▸ **Brief**: Repeat all the records exactly, omitting pictures.

▸ **Recorded information**:

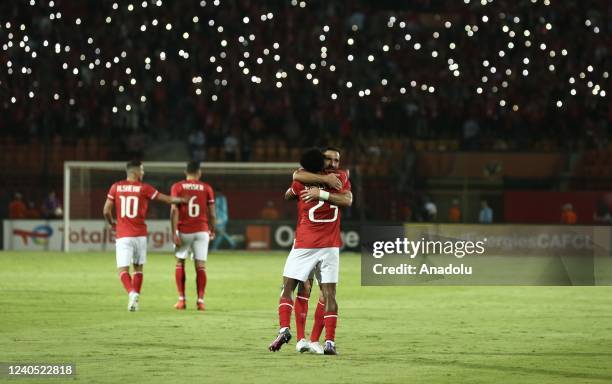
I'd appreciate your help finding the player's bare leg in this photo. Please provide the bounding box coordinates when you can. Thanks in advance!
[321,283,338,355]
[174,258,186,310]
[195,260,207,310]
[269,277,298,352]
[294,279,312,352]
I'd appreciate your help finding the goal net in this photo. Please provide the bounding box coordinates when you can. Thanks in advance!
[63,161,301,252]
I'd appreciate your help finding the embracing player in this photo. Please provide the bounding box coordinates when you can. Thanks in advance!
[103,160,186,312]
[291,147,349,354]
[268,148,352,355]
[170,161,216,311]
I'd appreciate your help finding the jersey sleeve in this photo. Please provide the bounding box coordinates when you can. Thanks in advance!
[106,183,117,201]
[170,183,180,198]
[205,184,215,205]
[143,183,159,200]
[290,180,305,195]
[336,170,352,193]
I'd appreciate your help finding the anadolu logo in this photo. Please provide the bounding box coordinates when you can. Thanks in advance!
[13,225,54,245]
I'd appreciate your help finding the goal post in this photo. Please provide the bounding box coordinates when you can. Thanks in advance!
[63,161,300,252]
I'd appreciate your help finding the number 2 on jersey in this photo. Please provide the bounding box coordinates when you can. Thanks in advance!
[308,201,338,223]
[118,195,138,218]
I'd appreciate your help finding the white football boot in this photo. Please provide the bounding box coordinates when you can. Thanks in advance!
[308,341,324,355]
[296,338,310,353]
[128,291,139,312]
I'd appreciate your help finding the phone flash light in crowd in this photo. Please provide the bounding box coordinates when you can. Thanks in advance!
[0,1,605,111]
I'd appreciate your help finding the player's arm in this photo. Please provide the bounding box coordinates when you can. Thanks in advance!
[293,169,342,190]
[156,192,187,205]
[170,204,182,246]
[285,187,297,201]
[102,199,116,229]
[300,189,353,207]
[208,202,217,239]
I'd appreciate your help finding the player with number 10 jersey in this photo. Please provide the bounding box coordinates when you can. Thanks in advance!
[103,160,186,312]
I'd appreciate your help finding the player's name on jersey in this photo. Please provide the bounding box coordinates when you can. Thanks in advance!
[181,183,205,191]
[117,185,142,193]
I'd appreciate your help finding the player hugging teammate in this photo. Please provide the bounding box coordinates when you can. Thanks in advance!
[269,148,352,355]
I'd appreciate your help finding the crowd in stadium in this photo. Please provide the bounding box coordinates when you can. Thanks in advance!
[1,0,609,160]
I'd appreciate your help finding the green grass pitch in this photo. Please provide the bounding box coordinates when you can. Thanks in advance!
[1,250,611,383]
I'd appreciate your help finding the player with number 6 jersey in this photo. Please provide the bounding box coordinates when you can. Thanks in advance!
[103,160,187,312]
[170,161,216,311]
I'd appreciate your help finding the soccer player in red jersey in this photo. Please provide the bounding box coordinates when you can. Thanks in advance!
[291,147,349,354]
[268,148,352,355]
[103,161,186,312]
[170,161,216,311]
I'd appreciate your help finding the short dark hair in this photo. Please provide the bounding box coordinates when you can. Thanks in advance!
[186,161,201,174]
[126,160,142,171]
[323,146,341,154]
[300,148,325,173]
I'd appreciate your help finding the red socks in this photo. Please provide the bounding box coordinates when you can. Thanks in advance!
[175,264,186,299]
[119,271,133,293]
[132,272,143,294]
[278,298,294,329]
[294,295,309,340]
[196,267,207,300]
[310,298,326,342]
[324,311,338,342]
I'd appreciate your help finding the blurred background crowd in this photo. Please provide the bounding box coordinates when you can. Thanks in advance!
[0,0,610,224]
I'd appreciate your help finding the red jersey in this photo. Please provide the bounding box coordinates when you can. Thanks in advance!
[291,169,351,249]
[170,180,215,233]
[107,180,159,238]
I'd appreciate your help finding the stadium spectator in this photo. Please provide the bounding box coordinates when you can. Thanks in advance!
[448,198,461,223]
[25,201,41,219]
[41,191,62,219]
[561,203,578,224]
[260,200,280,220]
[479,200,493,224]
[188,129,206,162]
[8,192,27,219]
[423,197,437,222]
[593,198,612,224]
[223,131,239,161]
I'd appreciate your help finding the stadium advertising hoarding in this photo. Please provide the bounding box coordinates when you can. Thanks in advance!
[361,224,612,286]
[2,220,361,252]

▸ **Solution to the exercise**:
I'd appreciate your help finding the player's bare leg in this photo. Please provide the bounding box coordinates when you can. Thanks in advance!
[321,283,338,355]
[174,258,186,310]
[195,260,207,310]
[269,277,298,352]
[294,279,312,352]
I'd appreciate your help finding the goal net in this photo. Please provide the bounding box coordinates when you can. Thanks in advance!
[63,161,301,252]
I'd appreciate your help finding the embracing player in this photo. Please provide the bounding box coordinates when you can. Thanks in advance!
[103,160,186,312]
[291,147,349,354]
[268,148,352,355]
[170,161,216,311]
I'd appreciate your help finding the jersey sleeve in this photo. Please provide the bounding box coordinates when you can. Thanks in advance!
[106,183,117,201]
[170,183,180,198]
[205,184,215,205]
[143,183,159,200]
[290,180,305,195]
[336,170,352,193]
I'd appreciate your help finding the anadolu logo in this photo. Please provide the bounding box coordinates when you can. Thanks in advance!
[13,225,54,245]
I'd appreciate your help finding the goal post in this photo. Please provide the bounding box coordinates when you can. Thanks in advance!
[63,161,300,252]
I'd appreciate your help finding the number 2 on jersey in this photo. Please provide the bounding box coordinates when you can. Thanks in advance!
[308,201,338,223]
[118,195,138,218]
I'd appreciate your help finding the white football boot in this photo. Please provide the bounding box coordinates when you can. Thanks in advance!
[308,341,324,355]
[296,338,310,353]
[128,291,139,312]
I'd appreciate your help finding the phone flash light in crowd in this photo. Please provide the bounding box coordinates when you can. Thanks in advance!
[0,1,605,111]
I'd appreciate your help finding the player's arm in this photo. Please provide the bounding box coordinates when you can. Thanks in advance!
[293,169,342,190]
[156,192,187,205]
[170,204,182,246]
[285,187,297,201]
[102,199,116,229]
[300,189,353,207]
[208,202,217,239]
I'd appreciate your help finding the player with number 10 jersey in this photo. Please provide the bounding box coordinates when you can. Thanks in advance!
[103,160,186,312]
I'd appreciate your help finding the player's name on jersey in this photo. Please provide the bounding box coordinates when you can. Thanks in advance!
[181,183,205,191]
[117,185,142,193]
I'd appreciate your help finding the player hugging teammate in this photo. Please provide the bounding box coordinates when you can. Thanks in advance!
[269,148,352,355]
I'd appreciate your help finding the crowd in stadium in this photo. Please provide the bounding box coordinates when you can. Thanks in advance!
[1,0,609,160]
I'd appreciate your help finding the green grass pitch in this photo. Please provide the bounding box coordinates when you can. Thanks in advance!
[1,250,611,383]
I'd appreciate your help finding the player with number 6 jersey in this photo. Please provide the bounding box coordinates when you can. Thanks in advance!
[103,160,187,312]
[170,161,216,311]
I'd appreciate your help finding the soccer player in red jersey in this photo. Please provide the bounding box coordinates when you can. Thanks in advance!
[291,147,349,354]
[268,148,352,355]
[103,161,186,312]
[170,161,216,311]
I'd appreciate your help finding the short dark hair in this photo. Please provide the bounding box coordinates when you can. Thanks in advance!
[186,161,201,174]
[126,160,142,171]
[323,146,341,154]
[300,148,325,173]
I'd appreciate your help finding the red socks in this photo. Please provide the bounding box coordinates when you can. Thanks in advance!
[175,264,186,299]
[119,271,133,293]
[132,272,143,294]
[278,298,294,329]
[294,295,309,340]
[196,267,207,300]
[310,298,326,342]
[324,311,338,342]
I'd appreciate your help finding the blurred background crowd in this photo. Please provide the bounding box coordinates when you can. Thanks in advance!
[0,0,610,224]
I'd appreciate your help finding the red jersey in this photo. Please provide the bounding box coordinates when you can. Thanks in advance!
[291,169,351,249]
[170,180,215,233]
[107,180,159,238]
I'd appreciate your help finding the stadium spectator in this photo. Please provide the bounding box coordinates when you can. Thanks in advance!
[448,198,461,223]
[25,201,41,219]
[41,191,62,219]
[561,203,578,224]
[260,200,280,220]
[479,200,493,224]
[188,129,206,162]
[8,192,27,219]
[423,197,437,222]
[593,198,612,224]
[223,131,239,161]
I'd appreciate your help finding the stadium advertising hoarding in this photo. Please provide the bounding box coordinates when you can. Thanks in advance!
[361,224,612,286]
[2,220,361,252]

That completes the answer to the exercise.